**Your assignment**
A complete response lists each line of the data below that includes the word "Target".

**Exercise data**
....................

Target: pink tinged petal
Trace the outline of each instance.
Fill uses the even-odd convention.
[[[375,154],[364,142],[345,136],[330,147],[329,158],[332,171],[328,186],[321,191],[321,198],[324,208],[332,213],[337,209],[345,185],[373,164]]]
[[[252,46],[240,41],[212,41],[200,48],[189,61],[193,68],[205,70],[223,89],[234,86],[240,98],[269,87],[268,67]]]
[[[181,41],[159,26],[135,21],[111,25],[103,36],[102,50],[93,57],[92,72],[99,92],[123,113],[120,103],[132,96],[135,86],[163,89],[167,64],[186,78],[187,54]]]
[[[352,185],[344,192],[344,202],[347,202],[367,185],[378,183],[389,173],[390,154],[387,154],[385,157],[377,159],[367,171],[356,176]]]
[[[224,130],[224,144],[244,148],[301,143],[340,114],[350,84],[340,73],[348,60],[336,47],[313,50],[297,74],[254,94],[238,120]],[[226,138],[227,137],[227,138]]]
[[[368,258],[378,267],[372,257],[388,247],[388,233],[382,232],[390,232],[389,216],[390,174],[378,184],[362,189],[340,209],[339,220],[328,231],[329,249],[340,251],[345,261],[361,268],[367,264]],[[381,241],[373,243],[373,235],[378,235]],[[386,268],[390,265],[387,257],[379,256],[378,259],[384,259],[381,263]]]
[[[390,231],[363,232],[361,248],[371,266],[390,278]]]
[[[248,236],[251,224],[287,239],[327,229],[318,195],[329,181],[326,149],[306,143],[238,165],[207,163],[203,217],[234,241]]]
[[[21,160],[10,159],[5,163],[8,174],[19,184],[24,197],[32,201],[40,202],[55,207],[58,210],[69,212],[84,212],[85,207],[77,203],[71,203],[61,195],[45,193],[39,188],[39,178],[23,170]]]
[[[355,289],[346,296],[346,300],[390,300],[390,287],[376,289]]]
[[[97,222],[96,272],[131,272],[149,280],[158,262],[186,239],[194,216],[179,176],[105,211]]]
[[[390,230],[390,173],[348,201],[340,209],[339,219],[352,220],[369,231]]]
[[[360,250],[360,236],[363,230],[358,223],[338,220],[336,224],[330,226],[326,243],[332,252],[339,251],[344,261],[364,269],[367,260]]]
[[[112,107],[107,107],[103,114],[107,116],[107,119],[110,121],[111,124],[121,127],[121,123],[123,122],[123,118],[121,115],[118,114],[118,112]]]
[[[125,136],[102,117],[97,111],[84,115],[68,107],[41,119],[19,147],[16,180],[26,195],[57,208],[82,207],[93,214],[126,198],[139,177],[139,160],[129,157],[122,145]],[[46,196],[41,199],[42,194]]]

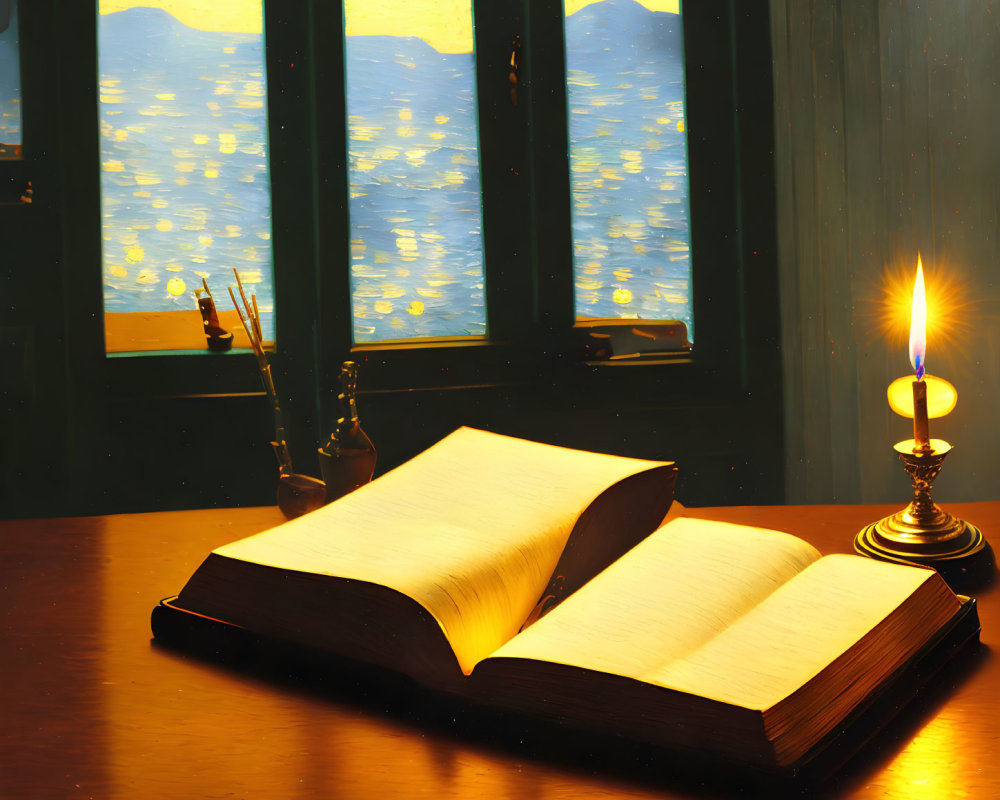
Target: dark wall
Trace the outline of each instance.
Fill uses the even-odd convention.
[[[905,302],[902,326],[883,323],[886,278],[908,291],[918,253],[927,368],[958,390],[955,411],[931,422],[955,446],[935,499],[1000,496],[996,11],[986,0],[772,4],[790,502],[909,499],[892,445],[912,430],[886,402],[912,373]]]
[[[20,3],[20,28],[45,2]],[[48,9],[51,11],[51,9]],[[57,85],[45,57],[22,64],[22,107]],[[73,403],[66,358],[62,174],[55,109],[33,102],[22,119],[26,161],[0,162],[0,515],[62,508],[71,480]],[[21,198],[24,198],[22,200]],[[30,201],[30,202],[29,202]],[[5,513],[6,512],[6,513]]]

....................

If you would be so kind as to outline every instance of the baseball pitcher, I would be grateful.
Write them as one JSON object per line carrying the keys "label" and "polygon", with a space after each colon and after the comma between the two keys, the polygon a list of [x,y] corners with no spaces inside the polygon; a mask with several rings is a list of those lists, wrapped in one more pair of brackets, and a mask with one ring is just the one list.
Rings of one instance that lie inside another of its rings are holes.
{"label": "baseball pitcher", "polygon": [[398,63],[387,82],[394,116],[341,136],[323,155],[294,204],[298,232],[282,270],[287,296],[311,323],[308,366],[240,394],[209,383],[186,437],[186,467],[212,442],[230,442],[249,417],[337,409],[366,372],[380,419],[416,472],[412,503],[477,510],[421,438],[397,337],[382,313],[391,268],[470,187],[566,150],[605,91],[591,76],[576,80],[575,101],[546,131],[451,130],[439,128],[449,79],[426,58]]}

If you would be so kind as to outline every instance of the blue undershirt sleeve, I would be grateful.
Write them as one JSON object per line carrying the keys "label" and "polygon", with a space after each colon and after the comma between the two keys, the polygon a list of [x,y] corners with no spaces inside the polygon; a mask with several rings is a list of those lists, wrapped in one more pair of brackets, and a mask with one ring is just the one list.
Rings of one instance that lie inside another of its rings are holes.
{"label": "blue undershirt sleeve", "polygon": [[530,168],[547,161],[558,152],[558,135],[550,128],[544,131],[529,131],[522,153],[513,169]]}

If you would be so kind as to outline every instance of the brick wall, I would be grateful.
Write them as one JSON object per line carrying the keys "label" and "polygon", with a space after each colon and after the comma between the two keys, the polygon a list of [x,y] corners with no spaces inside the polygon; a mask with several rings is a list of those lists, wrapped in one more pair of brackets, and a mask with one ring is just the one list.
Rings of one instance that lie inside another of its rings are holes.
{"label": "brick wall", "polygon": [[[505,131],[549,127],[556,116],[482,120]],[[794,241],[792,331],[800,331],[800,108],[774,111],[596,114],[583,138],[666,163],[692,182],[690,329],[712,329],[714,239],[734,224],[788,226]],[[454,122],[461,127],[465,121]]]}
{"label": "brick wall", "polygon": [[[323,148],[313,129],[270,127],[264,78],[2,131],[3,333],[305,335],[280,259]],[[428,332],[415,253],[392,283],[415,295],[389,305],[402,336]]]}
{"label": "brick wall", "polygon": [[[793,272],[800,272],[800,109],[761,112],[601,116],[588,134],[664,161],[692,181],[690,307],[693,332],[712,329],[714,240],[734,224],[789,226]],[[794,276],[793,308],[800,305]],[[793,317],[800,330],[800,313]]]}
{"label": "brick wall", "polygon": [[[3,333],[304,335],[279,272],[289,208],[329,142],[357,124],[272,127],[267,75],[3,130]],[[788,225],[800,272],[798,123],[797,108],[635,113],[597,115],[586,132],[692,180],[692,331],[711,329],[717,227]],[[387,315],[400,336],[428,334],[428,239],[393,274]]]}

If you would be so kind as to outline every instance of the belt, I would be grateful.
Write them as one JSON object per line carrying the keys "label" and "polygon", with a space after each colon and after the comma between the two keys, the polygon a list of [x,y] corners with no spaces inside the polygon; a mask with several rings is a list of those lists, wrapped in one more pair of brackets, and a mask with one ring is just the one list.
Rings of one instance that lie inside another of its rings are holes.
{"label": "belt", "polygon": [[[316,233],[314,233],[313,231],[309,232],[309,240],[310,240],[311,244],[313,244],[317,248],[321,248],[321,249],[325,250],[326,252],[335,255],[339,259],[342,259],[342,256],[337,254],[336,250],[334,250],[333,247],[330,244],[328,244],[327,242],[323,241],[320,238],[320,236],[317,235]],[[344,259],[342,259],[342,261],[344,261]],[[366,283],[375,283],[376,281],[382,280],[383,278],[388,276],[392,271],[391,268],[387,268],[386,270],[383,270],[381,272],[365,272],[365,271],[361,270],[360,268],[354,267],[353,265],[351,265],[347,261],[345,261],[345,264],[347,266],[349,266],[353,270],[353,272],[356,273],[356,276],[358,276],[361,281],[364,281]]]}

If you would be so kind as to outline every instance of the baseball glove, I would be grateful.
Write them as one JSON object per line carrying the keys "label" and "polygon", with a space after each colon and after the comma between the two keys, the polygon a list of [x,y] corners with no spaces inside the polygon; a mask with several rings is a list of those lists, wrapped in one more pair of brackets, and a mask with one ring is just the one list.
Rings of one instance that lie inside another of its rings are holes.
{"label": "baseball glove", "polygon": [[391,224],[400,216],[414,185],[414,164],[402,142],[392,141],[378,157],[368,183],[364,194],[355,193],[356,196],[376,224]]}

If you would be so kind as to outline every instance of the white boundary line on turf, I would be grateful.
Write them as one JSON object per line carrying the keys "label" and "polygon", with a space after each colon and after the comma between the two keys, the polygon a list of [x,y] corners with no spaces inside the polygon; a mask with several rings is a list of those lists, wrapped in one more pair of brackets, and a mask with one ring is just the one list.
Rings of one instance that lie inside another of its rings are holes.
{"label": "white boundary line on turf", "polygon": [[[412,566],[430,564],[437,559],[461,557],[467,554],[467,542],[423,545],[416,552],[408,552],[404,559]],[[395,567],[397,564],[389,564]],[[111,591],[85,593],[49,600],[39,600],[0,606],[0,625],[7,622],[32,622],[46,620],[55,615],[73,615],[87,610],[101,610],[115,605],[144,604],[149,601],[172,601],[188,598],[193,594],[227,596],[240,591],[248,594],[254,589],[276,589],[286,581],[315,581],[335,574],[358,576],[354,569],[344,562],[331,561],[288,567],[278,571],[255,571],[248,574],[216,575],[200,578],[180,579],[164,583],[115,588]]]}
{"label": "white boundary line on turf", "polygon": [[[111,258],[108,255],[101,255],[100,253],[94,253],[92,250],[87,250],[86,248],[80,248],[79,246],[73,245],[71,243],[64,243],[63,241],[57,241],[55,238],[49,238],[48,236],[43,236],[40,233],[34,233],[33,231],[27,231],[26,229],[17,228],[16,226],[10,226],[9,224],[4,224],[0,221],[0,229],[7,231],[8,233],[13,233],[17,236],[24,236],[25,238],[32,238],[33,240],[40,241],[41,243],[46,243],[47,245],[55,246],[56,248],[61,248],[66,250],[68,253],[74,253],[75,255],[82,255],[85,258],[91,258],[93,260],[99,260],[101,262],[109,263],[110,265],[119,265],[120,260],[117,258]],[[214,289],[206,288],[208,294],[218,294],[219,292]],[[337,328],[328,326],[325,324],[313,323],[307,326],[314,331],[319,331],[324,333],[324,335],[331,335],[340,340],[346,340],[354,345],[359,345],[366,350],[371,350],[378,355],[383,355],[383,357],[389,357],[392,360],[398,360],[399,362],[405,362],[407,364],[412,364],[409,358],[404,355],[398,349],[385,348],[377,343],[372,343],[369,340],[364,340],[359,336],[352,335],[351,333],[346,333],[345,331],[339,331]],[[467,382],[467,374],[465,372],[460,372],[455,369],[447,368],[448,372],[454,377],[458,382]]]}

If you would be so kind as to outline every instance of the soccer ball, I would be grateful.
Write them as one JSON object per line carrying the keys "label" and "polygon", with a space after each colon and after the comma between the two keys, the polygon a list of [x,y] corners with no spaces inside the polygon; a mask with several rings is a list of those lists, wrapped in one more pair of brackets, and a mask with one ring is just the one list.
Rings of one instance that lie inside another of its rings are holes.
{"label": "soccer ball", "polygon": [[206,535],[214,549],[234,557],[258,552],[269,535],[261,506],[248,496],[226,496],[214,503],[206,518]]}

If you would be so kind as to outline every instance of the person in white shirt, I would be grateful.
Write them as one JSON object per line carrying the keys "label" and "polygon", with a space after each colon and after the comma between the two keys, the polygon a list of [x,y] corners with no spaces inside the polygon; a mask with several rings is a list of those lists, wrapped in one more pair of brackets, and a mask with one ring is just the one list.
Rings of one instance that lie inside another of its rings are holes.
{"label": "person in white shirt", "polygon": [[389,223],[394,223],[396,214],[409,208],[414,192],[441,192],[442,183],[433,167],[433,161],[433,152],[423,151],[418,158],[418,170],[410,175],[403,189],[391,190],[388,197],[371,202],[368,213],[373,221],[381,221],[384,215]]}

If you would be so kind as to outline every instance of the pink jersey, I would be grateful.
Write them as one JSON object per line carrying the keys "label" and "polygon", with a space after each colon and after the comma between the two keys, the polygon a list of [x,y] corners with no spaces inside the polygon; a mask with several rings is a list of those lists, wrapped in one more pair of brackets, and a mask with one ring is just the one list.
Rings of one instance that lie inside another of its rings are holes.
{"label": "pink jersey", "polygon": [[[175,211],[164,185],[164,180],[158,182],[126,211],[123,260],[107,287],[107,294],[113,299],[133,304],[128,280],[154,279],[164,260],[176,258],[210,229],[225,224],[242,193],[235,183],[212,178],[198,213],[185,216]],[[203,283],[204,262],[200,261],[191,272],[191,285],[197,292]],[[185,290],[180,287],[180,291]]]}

....................

**Expected answer**
Target: pink tinged petal
Target: dark wall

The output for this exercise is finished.